BRIEF :: Exactly reproduce each entry, leaving out nothing.

[START DATA FOR PROCESSING]

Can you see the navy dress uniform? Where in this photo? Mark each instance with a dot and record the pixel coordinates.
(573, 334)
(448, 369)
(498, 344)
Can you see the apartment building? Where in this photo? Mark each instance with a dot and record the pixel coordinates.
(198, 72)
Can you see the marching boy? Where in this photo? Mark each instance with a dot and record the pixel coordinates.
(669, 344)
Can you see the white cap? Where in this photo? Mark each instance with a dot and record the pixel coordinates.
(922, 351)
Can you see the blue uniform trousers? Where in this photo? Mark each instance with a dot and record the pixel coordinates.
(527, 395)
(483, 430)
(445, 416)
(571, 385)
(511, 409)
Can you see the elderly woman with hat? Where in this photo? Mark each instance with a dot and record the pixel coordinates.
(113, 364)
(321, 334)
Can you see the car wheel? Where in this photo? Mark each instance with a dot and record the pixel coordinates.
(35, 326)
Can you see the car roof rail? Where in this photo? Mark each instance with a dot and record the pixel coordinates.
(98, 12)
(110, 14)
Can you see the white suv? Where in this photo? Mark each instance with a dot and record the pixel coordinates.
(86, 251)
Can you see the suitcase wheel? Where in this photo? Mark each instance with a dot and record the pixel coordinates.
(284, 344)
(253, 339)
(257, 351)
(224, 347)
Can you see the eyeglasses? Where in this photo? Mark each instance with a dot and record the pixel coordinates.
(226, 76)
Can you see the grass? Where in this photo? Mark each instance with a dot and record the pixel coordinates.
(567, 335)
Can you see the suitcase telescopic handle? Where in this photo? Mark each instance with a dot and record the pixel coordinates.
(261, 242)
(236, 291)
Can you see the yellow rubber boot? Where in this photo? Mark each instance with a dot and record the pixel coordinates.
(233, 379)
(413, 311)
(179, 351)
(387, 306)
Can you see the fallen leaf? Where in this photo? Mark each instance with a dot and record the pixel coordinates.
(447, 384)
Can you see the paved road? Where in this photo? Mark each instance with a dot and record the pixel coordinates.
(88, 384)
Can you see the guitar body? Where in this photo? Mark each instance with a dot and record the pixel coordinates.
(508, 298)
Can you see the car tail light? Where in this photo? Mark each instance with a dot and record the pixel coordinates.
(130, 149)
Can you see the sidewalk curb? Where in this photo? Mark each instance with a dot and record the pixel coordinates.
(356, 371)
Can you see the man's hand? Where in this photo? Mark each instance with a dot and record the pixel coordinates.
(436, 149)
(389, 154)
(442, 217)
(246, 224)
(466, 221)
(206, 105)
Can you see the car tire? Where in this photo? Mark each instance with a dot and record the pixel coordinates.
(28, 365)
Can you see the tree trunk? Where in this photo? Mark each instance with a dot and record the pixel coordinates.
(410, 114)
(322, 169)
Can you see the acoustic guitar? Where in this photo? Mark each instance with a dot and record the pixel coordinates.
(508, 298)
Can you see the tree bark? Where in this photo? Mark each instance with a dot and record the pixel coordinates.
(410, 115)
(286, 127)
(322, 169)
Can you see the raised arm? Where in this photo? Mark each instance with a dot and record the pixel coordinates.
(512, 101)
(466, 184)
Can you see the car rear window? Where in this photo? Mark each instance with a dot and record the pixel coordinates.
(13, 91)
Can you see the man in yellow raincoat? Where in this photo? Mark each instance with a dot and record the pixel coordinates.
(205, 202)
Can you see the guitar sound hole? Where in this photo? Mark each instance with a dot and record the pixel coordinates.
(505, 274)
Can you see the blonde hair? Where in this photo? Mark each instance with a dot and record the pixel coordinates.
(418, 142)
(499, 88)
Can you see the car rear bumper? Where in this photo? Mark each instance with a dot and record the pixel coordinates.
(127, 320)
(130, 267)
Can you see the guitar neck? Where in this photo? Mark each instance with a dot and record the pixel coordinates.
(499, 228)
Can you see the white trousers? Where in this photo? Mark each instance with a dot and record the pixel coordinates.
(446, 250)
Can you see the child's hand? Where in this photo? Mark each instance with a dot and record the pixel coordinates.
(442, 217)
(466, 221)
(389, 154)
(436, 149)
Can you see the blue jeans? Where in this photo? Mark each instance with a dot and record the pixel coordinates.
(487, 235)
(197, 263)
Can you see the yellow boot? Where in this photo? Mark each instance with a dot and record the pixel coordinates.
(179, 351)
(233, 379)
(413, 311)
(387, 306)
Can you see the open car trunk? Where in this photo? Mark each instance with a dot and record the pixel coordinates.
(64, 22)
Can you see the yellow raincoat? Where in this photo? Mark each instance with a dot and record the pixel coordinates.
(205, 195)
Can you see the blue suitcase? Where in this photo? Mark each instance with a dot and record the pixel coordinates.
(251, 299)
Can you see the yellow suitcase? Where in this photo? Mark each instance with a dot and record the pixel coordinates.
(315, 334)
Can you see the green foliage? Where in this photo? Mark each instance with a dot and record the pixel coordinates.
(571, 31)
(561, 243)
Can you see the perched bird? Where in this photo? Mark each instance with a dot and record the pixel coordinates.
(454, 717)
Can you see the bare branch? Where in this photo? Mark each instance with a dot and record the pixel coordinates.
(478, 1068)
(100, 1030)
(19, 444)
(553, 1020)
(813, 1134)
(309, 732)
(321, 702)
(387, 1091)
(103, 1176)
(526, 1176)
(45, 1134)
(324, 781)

[END DATA FOR PROCESSING]

RESULT ::
Can you see the navy dress uniform? Where in this photo? Mark each instance with a dot and record the pixel coordinates.
(573, 334)
(448, 369)
(498, 344)
Can you see the apartment building? Where in this photo? Mark each instance with a dot and record the pixel coordinates.
(198, 72)
Can you see the marching boy? Where in this photo? Mark each instance with a dot and record the pixel coordinates.
(669, 344)
Can you see the white cap? Where in this photo? Mark each instance with a dot and record the pixel coordinates.
(922, 351)
Can you see the blue uniform trousers? Where in this photo? Mark each instance with a dot and record the pixel coordinates.
(527, 395)
(483, 430)
(445, 416)
(571, 385)
(511, 409)
Can you see the elderly woman with hat? Where in this photo? Mark each instance with a dot and record the pixel coordinates.
(113, 364)
(321, 334)
Can you see the car wheel? Where in this photo? Mark each instance with a dot and record the pixel coordinates.
(35, 326)
Can you see the car roof rail? Where in this photo? Mark each instance with a dot and record the pixel coordinates.
(98, 12)
(110, 14)
Can you see the white suv? Where in this photo? Mark each instance with a dot and record the pixel coordinates.
(86, 251)
Can you see the suitcase wheel? Where in this photo? Mark each instance with a dot and record the pixel coordinates.
(284, 344)
(253, 339)
(257, 351)
(224, 347)
Can you see the eyeglasses? Where in this photo? Mark each instance with a dot and record the pixel coordinates.
(226, 76)
Can you see the grass? Where in this photo? Mark each instance with a dot and record the pixel coordinates.
(567, 335)
Can you see the suitcase telescopic handle? Where in this photo? Mark each instance with a dot and record the pixel coordinates.
(261, 242)
(236, 291)
Can you see the yellow rubber boot? Where in this photo? Mark each instance with a dot and record the pixel coordinates.
(233, 379)
(413, 311)
(179, 351)
(387, 306)
Can you see the fallen leaf? Where in this photo? Mark each instance with a dot and record the pixel coordinates.
(447, 384)
Can you see the paved road? Where in this photo? Mark each instance with a dot and record the pixel coordinates.
(88, 384)
Can you see the guitar body? Where in this photo? Mark each instance with a dot and record the pixel coordinates.
(508, 298)
Can you see the car tail light? Where in this photo? Mark each instance with a dot and record the pixel coordinates.
(130, 149)
Can you see the sidewalk curb? Where in this photo? Mark each instance with a dot and record the pixel coordinates.
(356, 371)
Can you see the man's hand? Where in this photo? Mark each instance with a dot and record the pixel coordinates.
(436, 149)
(389, 154)
(442, 217)
(246, 224)
(466, 221)
(206, 105)
Can you see the car tire? Where in this photo? Mark each instance with a dot and record the pixel coordinates.
(28, 365)
Can you see the tree trunk? Where in this photo? Mark each instance with a dot and record the pixel coordinates.
(410, 114)
(322, 169)
Can you see the acoustic guitar? Where in this photo? Mark each instance with a dot and record the pixel coordinates.
(508, 298)
Can you see the tree bark? Where in this photo? Mark each instance with a dot and record the pixel coordinates.
(410, 115)
(286, 127)
(322, 169)
Can you see the raised arm? Where in this photo? Mark each instance with a dot and record the pixel coordinates.
(512, 101)
(466, 184)
Can you see the car rear window? Where in this photo? Mark each instance with a dot and record the pixel coordinates.
(13, 91)
Can you see the man in yellow raincoat? Where in this photo? Mark each instance with a dot and record the pixel coordinates.
(205, 202)
Can you see the guitar sound hole? Where in this photo? Mark each instance with a dot and record the pixel coordinates.
(505, 274)
Can you see the blonde hair? Where in this photo? Mark each instance with a dot and record the pixel coordinates.
(418, 142)
(499, 88)
Can you see the car rear bumper? Where in this photo? Mark each instance with a dot and record the pixel coordinates.
(127, 320)
(130, 267)
Can you see the guitar neck? Where in this photo? Mark each instance with a dot and record the pixel coordinates.
(499, 228)
Can you see the white trousers? Where in this photo? Mark each instance with a dot and record the pixel coordinates.
(446, 250)
Can you see the child's hand? Where in this photo? Mark each instance with a dot and record the pixel coordinates.
(442, 217)
(466, 221)
(389, 154)
(436, 149)
Can you see the blue jeans? Where in this photo? Mark each instance with a dot and record the pixel coordinates.
(487, 235)
(197, 263)
Can you see the yellow boot? Where in this photo? Mark each instance with a dot and record the pixel coordinates.
(179, 351)
(233, 379)
(413, 311)
(387, 306)
Can you see the open car trunk? Where in this photo? Mark each instance with a dot and record the pixel coordinates.
(64, 22)
Can you see the yellow raincoat? Where in this photo? Mark each instance with a dot and record the pixel coordinates.
(205, 195)
Can you see the blue suitcase? Where in this photo? Mark each instance with a dot and record the pixel coordinates.
(251, 299)
Can you see the yellow suitcase? Where in this photo? Mark each instance with a dot and record the pixel coordinates.
(315, 334)
Can you see the green foliage? Where in this photo? Mark each instance with a dot and record the pixel coordinates.
(571, 31)
(561, 243)
Can you see the perched bird? Where in this photo? Mark each instance with a dot and record the pixel coordinates.
(454, 717)
Can you see the bare branch? Where in this photo? Mark each instance with a dot and record the pixel coordinates.
(478, 1068)
(100, 1030)
(19, 444)
(553, 1020)
(813, 1134)
(309, 732)
(321, 702)
(387, 1091)
(103, 1176)
(526, 1176)
(45, 1134)
(324, 781)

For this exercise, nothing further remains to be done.